» BRIEF
Can you give the records below again with every "pixel coordinates" changed to "image coordinates" and nothing else altered?

(Point annotation dataset records)
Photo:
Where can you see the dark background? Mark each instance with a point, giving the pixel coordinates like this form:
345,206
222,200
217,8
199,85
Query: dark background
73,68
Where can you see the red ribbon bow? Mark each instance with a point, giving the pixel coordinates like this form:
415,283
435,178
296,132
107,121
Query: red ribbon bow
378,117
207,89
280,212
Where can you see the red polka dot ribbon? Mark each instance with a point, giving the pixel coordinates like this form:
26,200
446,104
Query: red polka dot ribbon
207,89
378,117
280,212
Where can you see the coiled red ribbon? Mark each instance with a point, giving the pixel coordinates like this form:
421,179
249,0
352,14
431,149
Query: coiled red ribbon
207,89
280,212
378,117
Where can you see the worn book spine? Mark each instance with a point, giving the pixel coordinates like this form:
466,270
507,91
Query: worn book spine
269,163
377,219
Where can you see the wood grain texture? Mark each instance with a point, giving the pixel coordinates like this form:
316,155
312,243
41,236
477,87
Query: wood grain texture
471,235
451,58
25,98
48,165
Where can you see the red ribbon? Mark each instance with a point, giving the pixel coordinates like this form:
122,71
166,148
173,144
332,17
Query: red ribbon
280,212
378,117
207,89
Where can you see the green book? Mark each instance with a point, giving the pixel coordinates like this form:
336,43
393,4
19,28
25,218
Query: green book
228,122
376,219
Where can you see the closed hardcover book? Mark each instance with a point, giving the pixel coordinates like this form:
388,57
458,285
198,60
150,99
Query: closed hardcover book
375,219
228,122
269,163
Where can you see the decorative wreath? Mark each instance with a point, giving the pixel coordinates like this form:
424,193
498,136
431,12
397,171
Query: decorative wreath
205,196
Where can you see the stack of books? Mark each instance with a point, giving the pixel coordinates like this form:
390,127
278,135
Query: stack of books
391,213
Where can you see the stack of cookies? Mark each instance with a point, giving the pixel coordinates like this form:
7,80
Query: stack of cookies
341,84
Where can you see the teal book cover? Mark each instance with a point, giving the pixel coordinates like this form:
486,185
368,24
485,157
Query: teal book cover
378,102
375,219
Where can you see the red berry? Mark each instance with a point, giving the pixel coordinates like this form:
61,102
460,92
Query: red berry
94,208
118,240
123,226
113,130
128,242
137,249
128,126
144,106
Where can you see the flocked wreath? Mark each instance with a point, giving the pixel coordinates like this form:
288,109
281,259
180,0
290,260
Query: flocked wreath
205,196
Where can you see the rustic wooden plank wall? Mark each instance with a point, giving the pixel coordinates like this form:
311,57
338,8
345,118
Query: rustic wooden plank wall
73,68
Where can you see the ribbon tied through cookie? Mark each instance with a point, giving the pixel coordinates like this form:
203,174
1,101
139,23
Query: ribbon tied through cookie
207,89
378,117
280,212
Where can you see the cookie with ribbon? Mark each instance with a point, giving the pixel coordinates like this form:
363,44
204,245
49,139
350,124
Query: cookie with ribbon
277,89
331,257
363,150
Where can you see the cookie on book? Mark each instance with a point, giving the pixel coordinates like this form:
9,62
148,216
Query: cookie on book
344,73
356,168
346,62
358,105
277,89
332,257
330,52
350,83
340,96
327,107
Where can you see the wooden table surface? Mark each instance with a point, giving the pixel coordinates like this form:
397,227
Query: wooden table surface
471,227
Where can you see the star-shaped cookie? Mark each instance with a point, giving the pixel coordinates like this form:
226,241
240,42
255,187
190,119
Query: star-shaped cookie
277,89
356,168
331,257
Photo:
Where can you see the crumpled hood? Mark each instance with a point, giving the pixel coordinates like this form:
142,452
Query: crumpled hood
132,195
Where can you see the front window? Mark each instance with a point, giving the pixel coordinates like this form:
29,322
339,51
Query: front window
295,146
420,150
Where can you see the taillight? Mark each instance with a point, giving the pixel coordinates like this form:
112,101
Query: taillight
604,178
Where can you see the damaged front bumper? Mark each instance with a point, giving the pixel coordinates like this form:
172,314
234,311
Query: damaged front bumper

» WORKED ANSWER
Photo:
Where can you see the dark background? Mark each instance with a point, giving the image coordinates like this form:
345,206
222,200
217,8
199,85
Query: dark background
73,68
Where can you see the red ribbon bow? Mark each instance with a point, giving the image coordinates like this form:
415,283
435,178
296,132
107,121
Query: red ribbon bow
378,117
207,89
280,212
Where can you see the red polka dot ribbon? Mark each instance with a point, giving the image coordinates like this form:
26,200
446,104
Query: red polka dot ribbon
207,89
378,117
280,212
Where can you see the coiled red ribbon? Mark each instance with a point, giving the image coordinates like this form:
421,179
249,0
352,14
431,149
Query: coiled red ribbon
207,89
280,212
378,117
Where can you see the worn book spine? Mark each instance with a point, giving the image coordinates like this form:
466,270
507,91
Query: worn book spine
269,163
377,219
Where can you see the wood grain texture? Mark each instance with a point, giving the image coordinates like this form:
316,155
312,243
41,236
477,87
Query: wood grain texture
471,235
451,58
25,98
48,165
Where can you see the red ribbon? Mark each instance with a point, giving the image coordinates like this form:
122,71
166,148
173,144
332,17
Query: red ribbon
280,212
378,117
207,89
Where can you see the green book? Mark each instance with a point, giving the image coordinates like this form:
336,43
393,4
19,28
25,218
Query: green book
228,122
376,219
Where can you see the closed hardcover book? Mark each instance with a point, giving the image coordinates like this form:
388,57
458,285
198,60
150,99
Query: closed hardcover book
375,219
228,122
269,163
Where can you see the decorative wreath? Mark each instance with a point, giving the image coordinates like this form:
424,193
498,136
431,12
397,171
Query: decorative wreath
205,196
Where can you see the stack of books? Mark each instance with a point, giving the image coordinates like this form:
390,127
278,135
Query: stack of books
391,213
Where can you see the stack of cookies? Mark each instance with a point, giving the image coordinates like this form:
7,80
Query: stack of cookies
341,84
Where can you see the teal book cover? Mark each instance with a point, giving the image coordinates like this form:
486,185
368,24
485,157
Query: teal book cover
378,102
375,219
Where can you see the red berry? Mark each instance with a point, giving the image coordinates like this form:
61,102
460,92
Query: red berry
94,208
118,240
123,226
113,130
128,242
137,249
128,126
144,106
Where can you see the flocked wreath? Mark each instance with a point, giving the image coordinates like this form:
288,109
281,259
180,0
290,260
Query: flocked wreath
205,196
Where can you see the rustic wooden plank wall? Mark each instance with a point, giving the image coordinates like this form:
311,57
338,8
345,118
Query: rustic wooden plank wall
73,68
Where can you see the ribbon tied through cookie? Mark each instance with a point, giving the image coordinates like this form:
203,174
1,101
139,23
Query: ribbon tied through cookie
207,89
378,117
280,212
Where can you see the cookie with ribbon? Mark each instance with a point, giving the image coordinates like this form:
363,44
204,245
49,139
350,124
Query: cookie with ribbon
277,89
331,257
363,150
Where can you see the cookie on book? Mark each instance with a point, giving the image coordinates like this form:
9,62
148,216
Query: cookie on book
344,73
356,168
346,62
358,105
277,89
332,257
330,52
350,83
340,96
327,107
Where can you see the wooden table surface? Mark each instance with a point, giving the image coordinates like this form:
397,227
Query: wooden table surface
471,227
Where can you see the star-shaped cookie? Mark each instance with a point, giving the image coordinates like this form:
226,241
240,42
255,187
190,119
Query: star-shaped cookie
277,89
356,168
331,257
Photo:
Where can you see the crumpled hood? Mark each instance with a point, giving the image coordinates like this form:
142,452
Query: crumpled hood
132,195
Where can you see the front window? Mark each instance with a point, giving the image coordinates like this form:
29,322
339,51
Query: front window
295,146
420,150
Where can you see the taillight? Mark each instance with a point, giving the image coordinates like this form:
112,101
Query: taillight
604,178
Where can you see the damaged front bumper? Mark each instance with a point, giving the image coordinates like this form:
172,314
234,311
Query: damaged front bumper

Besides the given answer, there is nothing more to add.